**Work to do**.
1. Return, word for word, the portion of the article on wildlife funding in the Climate Stewardship Act from "The legislation combines" up to and including "the coming months.".
2. Carry the article on wildlife funding in the Climate Stewardship Act further, beginning after its final sentence.

**Text provided**.
Legislation to confront global warming introduced in the Senate last week includes unprecedented funding for wildlife conservation that could generate between $500 million and $2 billion annually in new revenue for state wildlife grants.

 

The new wildlife provision was added to the bipartisan Climate Stewardship Act sponsored by Senators John McCain (R-AZ) and Joe Lieberman (D-CT).

 

“The prospect of getting a real grip on global warming in a way that produces enormous benefits for wildlife all across the country is one of the most innovative ideas to come out of Congress in recent decades,” Larry Schweiger, president of the National Wildlife Federation, says.

 

The legislation combines a market-based approach to spur technology with clear goals and safeguards to control U.S. global warming pollution. It came close to passage in the Senate during the last Congress, and the revamped measure is slated for another possible vote in the coming months.

 

“This is great news for wildlife and for the millions of Americans who want to assure a wildlife legacy for our children’s future,” says Schweiger. “Senators John McCain and Joe Lieberman are listening to sportsmen, birders and other Americans who love the great outdoors and are concerned about the impacts of global warming.”

 

The new wildlife provision requires at least 10 percent of revenue collected from a new system of global warming pollution permits be used to assist states with wildlife conservation by enhancing the existing State Wildlife Grant program with a reliable, guaranteed source of funding. The revenue would support the shared federal-state responsibility to manage wildlife under the Wildlife Conservation and Restoration Program of the Pittman-Robertson Act.

 

“Enhancing wildlife conservation with revenue from this global warming legislation makes good sense,” says Schweiger. “Generations of sportsmen have purchased hunting and fishing licenses to promote the responsible use of our wildlife resources. Meanwhile, industrial pollution has left the public footing the bill from the mounting impacts of global warming on wildlife. It is time that industry pays its fair share to protect wildlife.”

 

A recent report by The Wildlife Society, the nation’s leading authority on wildlife, finds that wildlife species in North America are beginning to respond to the average 1-degree Fahrenheit global temperature rise experienced in the last century. As habitats continue to change in response to global warming, many wildlife species will be forced to adapt, or could face extinction.

**Records supplied**.
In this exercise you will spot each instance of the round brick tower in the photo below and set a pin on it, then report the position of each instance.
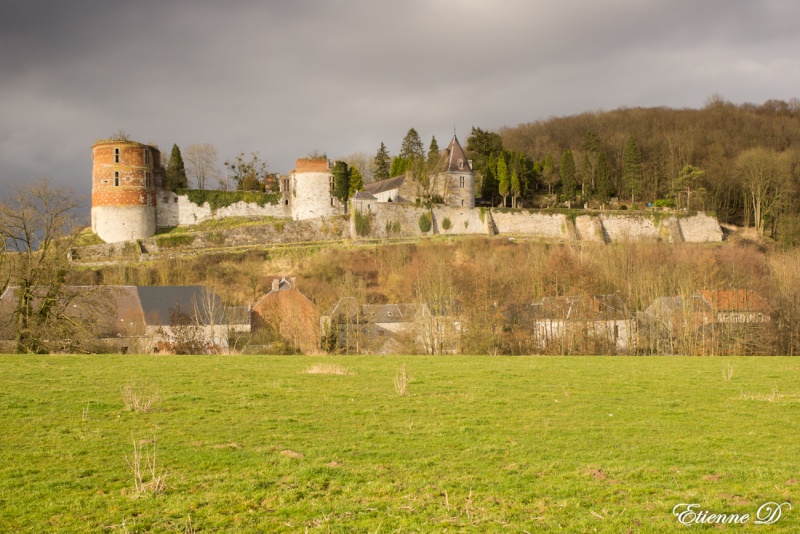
(124, 190)
(312, 190)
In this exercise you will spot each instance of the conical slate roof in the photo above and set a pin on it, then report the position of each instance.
(454, 159)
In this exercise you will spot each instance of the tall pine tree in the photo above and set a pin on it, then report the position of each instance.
(549, 174)
(380, 165)
(175, 177)
(341, 181)
(433, 153)
(567, 172)
(356, 181)
(489, 182)
(602, 178)
(411, 147)
(503, 179)
(632, 169)
(516, 188)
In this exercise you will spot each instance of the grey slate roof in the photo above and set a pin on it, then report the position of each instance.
(157, 301)
(364, 195)
(454, 159)
(385, 185)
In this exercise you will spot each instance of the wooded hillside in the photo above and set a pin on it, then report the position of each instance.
(740, 161)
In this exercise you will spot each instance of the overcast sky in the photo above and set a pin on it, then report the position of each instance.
(288, 77)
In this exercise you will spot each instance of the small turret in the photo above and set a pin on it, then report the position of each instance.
(124, 177)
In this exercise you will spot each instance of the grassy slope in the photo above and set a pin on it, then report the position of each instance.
(481, 443)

**Answers for the exercise**.
1.
The legislation combines a market-based approach to spur technology with clear goals and safeguards to control U.S. global warming pollution. It came close to passage in the Senate during the last Congress, and the revamped measure is slated for another possible vote in the coming months.

2.
“If we want wildlife to be resilient in the face of a changing climate, we must give wildlife managers a secure, guaranteed funding stream to manage public lands with the future in mind,” Schweiger says. “Revenue from this bill will enhance the ability of state wildlife managers to address existing conservation needs and the additional burden of global warming.”

 

The Climate Stewardship Act (S. 342) is considered a modest first step toward curbing U.S. global warming pollution, joining the dozens of nations that are already taking steps to reduce emissions. The bill calls on major polluters to rein in growing emissions of global warming pollution to the levels they emitted in the year 2000.

 

The measure establishes a new system of global warming pollution permits that limits the total amount of carbon dioxide and other greenhouse gases that could be emitted in the United States each year, beginning in 2010. The limit would be set at 5.9 billion tons each year, the amount of greenhouse gases emitted by major sources such as power plants, oil refineries and other large manufacturers, in the year 2000. Households, small businesses, farms, ranches and rural electric coops are not regulated under the bill.

 

Every year, the government would sell and otherwise issue the available permits to industry. Because the bill features a flexible compliance system that encourages innovation and minimizes the cost of compliance for industry, the exact cost of permits – and the revenues paid to the government – will be determined by the free market.

 

The bill is modeled after the highly successful cap and trade program for acid rain created by the Clean Air Act.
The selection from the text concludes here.